EXERCISE DETAILS:
For every record that follows, write out the text exactly and omit the picture, if one is present.

[SOURCE INFORMATION]

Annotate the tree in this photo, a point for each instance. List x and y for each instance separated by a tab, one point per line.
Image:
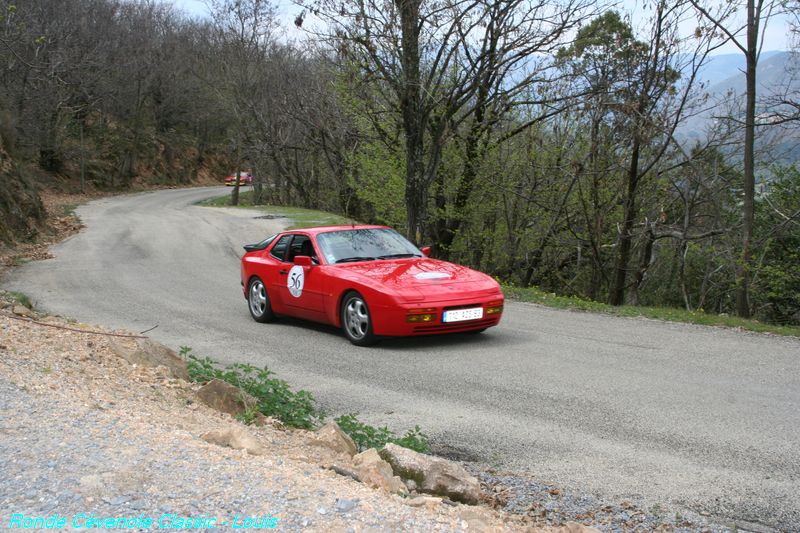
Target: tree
428	60
724	21
636	81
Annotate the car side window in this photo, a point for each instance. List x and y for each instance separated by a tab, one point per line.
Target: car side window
279	250
301	245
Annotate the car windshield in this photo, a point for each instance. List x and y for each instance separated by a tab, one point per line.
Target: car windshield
365	245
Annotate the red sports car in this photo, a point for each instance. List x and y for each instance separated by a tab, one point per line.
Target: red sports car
245	178
368	280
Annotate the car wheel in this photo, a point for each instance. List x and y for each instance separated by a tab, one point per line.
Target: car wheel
356	320
258	301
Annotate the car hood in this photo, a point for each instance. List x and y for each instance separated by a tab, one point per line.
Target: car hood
421	278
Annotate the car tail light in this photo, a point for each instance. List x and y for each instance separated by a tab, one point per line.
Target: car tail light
494	308
427	314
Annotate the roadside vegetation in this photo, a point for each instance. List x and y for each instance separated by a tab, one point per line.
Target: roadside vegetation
671	314
297	409
298	216
570	158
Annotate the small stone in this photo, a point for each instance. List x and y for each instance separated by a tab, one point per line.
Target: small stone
332	437
234	437
21	310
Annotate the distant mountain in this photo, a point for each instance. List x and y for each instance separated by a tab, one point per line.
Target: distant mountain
724	66
724	82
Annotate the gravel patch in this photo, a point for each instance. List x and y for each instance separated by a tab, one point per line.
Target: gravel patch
87	436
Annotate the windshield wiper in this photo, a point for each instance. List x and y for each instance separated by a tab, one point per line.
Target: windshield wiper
353	259
396	256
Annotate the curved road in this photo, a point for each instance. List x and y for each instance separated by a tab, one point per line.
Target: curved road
654	412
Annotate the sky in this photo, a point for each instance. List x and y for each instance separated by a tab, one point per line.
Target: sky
776	36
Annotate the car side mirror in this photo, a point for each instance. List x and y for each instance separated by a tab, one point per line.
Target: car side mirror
303	260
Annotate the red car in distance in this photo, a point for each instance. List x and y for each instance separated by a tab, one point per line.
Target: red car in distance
368	280
245	178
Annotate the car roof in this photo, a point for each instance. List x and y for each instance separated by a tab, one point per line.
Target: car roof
327	229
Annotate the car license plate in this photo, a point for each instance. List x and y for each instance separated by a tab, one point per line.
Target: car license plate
458	315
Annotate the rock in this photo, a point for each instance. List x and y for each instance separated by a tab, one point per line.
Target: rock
423	501
225	397
433	475
234	437
377	473
332	437
574	527
149	353
21	310
344	506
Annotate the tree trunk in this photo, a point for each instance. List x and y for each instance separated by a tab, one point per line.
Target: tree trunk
410	104
743	268
617	296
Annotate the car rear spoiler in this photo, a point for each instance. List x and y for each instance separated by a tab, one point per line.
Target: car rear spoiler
257	246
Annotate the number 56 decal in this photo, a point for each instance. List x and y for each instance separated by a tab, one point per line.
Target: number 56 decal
295	281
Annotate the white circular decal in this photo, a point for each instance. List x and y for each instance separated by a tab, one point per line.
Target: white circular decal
295	281
432	275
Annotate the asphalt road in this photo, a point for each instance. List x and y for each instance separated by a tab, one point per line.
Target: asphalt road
654	412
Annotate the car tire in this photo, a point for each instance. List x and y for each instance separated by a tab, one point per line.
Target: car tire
356	320
258	301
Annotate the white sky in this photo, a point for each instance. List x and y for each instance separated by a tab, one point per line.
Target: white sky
776	35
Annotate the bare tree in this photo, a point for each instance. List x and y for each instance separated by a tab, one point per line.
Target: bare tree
724	21
431	59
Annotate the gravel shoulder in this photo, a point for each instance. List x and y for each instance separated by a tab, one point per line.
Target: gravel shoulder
83	431
667	416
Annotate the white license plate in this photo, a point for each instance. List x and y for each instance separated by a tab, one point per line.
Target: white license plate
459	315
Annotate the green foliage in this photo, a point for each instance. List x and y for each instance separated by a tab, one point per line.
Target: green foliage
297	216
274	396
21	298
777	279
366	436
378	179
535	295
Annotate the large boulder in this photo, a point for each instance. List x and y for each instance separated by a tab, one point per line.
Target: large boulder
376	473
332	437
433	475
234	437
224	397
145	352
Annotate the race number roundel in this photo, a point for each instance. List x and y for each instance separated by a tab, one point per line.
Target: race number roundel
295	281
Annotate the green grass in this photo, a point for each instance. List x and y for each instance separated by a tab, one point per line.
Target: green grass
20	298
69	210
298	217
297	409
535	295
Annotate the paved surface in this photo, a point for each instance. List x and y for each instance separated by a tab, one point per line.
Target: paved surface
658	413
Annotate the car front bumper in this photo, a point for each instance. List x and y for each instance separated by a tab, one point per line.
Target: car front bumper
392	321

[/SOURCE INFORMATION]

ANSWER SECTION:
Annotate the tree in this photo, a point for each instance. List x and y for each instance separated by a tab, one point per line.
Image:
Target: tree
428	60
724	21
636	81
Annotate the car side window in this photo, a point for each instance. List x and y for each instance separated by a tab, one point per line.
Target: car side window
279	250
301	245
Annotate the car windshield in this photo, a point for each instance. List x and y for each instance separated by a tab, one point per line.
Target: car windshield
365	245
Annotate the red sports car in this photo, a point for each instance. List x and y for each instance separated by a tab, one point per line.
Target: red sports car
245	178
368	280
Annotate the car wheel in this photo, a point for each instance. List x and y for each instance separated by a tab, one point per line.
Target: car wheel
356	320
258	301
Annotate the car hood in this photo, a point for each instance. List x and y for each instance separated by a tab, one point per line.
Target: car hood
421	278
Annotate the car tail light in this photo, a point for each instance. List x and y for each instance separated by a tab, one point per line.
Target: car tail light
494	308
427	314
Annotate the roadside vegetation in this photo, a point for each instance. List x and y for each instance separated by a tab, one point per line.
Target: roadside vegetation
671	314
297	409
298	216
570	158
Annotate the small stone in this photo, a point for each instance. List x and y for each instance separated by a tab, one point per line.
Target: small stone
332	437
234	437
21	310
Annotate the distant mountain in this photo, a point for each instance. List x and y for each instance separated by a tab, one point per line.
Target: distant mountain
724	66
724	82
Annotate the gravel patch in this photo, a point for each instance. List x and y for each instance separated by a tab, one point per line.
Target: gravel patch
87	436
Annotate the windshield wiper in this photo, a point for each instance. List x and y for each instance separated by a tab, one point per line.
Target: windshield wiper
353	259
396	256
Annotate the curved road in this photo, a point for each instance. List x and y for each instance separated by a tab, one point per line.
Target: curved road
654	412
Annotate the sky in this photo, a point for each instance. List x and y for each instance separated by a tab, one point per line.
Target: sky
776	36
Annotate the car side mirror in this photo, a point for each instance. List x and y for each instance separated by a tab, one point per line.
Target: car side mirror
303	260
Annotate the red car in distance in this photo, a point for each instance. List x and y for each instance separated by a tab, one point per line.
Target: red car in distance
368	280
245	178
Annotate the car roof in this photo, a point for each instance. List x and y for each instance separated by a tab, one point per line.
Target: car roof
327	229
Annotate the car license plate in this photo, a point for each instance. List x and y for each instance separated by a tab, one point per line.
Target: car license plate
458	315
Annotate the rock in this photo, a point for each instance. List x and y for each instance separated by a tab, one point per line.
Target: rock
423	501
225	397
433	475
234	437
377	473
332	437
574	527
149	353
21	310
344	506
Annotate the tree trunk in this photo, a point for each instance. List x and y for each instance separated by a tab, one point per line.
Target: tree trunk
410	104
743	268
617	296
Annotate the car rear spoiler in this photo, a point for each instance. List x and y for each instance separated by a tab, one point per line.
Target: car rear spoiler
257	246
Annotate the number 56 decal in this photo, a point for each instance. List x and y for each instance separated by a tab, one point per line.
Target: number 56 decal
295	281
Annotate the white circular decal in this photo, a point for each instance. List x and y for each instance separated by a tab, one point per line.
Target: white circular decal
295	281
432	275
Annotate the asphalt road in this photo, a point for each instance. List x and y for each instance separated by a tab, one point per line.
Target: asphalt road
654	412
Annotate the car tire in this photo, a point for each instance. List x and y for each instance separated by a tab, one point per line.
Target: car tire
356	320
258	301
Annotate the white sky in this photo, a point for each instance. List x and y for each instance separated by a tab, one point per line.
Target: white sky
776	35
Annotate the bare tree in this photo, a point for each instance. List x and y for each instance separated by a tab, one point per line.
Target: bare tree
724	21
431	59
Annotate the gravel shoulder in this photo, a point for each instance. List x and y for each instance separated by a tab, one point per line.
Target: gravel shoulder
83	431
667	416
Annotate the white license plate in this photo, a point for each instance. List x and y for each instance separated by a tab, one point per line.
Target: white license plate
459	315
Annotate the green foliage in this photo, a point for each instance. List x and y for each instance separated by a tab, one point per line.
Target: green foliage
297	216
274	396
21	298
777	279
366	436
378	179
535	295
Annotate the large boulder in this photo, a point for each instance. List x and y for each instance separated by a tab, one point per line.
Target: large boulder
376	473
332	437
433	475
234	437
224	397
145	352
Annotate the race number roundel in this photo, a point for each instance. List x and y for each instance separated by a tab, one point per line.
Target: race number roundel
295	281
Annotate the green grass in this photo, a point for each instance. List x and y for each instance separated by a tab, one point per line.
Target: green grass
20	298
69	210
298	217
297	409
535	295
Annotate the paved surface in this photo, a point for each instance. List x and y for each instance separated by a tab, one point per line.
Target: paved surface
658	413
Annotate the car front bumper in this photo, a point for each instance. List x and y for each instance separated by a tab, one point per line.
Target: car front bumper
392	321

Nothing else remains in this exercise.